Data provided —
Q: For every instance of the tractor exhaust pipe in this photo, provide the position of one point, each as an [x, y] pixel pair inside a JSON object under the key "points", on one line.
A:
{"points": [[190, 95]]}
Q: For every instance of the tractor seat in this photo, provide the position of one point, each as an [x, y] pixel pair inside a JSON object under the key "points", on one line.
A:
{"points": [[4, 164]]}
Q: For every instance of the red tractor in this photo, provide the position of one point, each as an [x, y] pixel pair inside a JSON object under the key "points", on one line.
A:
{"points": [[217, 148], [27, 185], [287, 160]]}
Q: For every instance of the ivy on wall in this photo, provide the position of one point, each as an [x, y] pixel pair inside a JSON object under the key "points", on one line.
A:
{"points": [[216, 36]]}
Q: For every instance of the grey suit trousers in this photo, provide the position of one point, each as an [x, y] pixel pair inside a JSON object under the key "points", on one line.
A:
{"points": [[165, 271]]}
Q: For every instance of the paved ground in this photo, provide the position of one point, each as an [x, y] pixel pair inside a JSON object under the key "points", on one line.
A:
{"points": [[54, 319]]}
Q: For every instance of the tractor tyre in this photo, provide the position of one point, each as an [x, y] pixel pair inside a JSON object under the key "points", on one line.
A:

Set task — Output all of the items above verbatim, without changing a single character.

Result of this exercise —
Q: For every instance of the tractor exhaust pipe in this photo, provide the position of one point, each as an [x, y] pixel pair inside a JSON object under the key "points", on one line.
A:
{"points": [[190, 95]]}
Q: For every instance of the tractor seat in this photo, provide the position of one point, each as an [x, y] pixel pair inside a JSON object under the key "points", on one line.
A:
{"points": [[4, 164]]}
Q: For every instance of the red tractor in this photo, provide the position of one point, each as an [x, y] pixel pair inside a JSON object under the key "points", on one line.
A:
{"points": [[217, 148], [27, 185], [287, 160]]}
Q: For every instance of the ivy on wall in this photo, provide the position of one point, each as an [x, y] pixel pair inside a JSON object under the key "points", on one line.
A:
{"points": [[216, 36]]}
Q: For every instance of the grey suit trousers in this photo, provide the position of one point, each as an [x, y] pixel pair inside a JSON object under the key "points", on one line.
A:
{"points": [[165, 271]]}
Q: For every instance of the paved ground in this photo, provide the position of one point, each as an [x, y] pixel pair inside a JSON object under the key "points", on one line.
A:
{"points": [[54, 319]]}
Q: For every instance of the tractor tyre in this photo, provide the position of one point, each as an [x, y] pixel pair inside a JSON object under the key "points", on one line.
A:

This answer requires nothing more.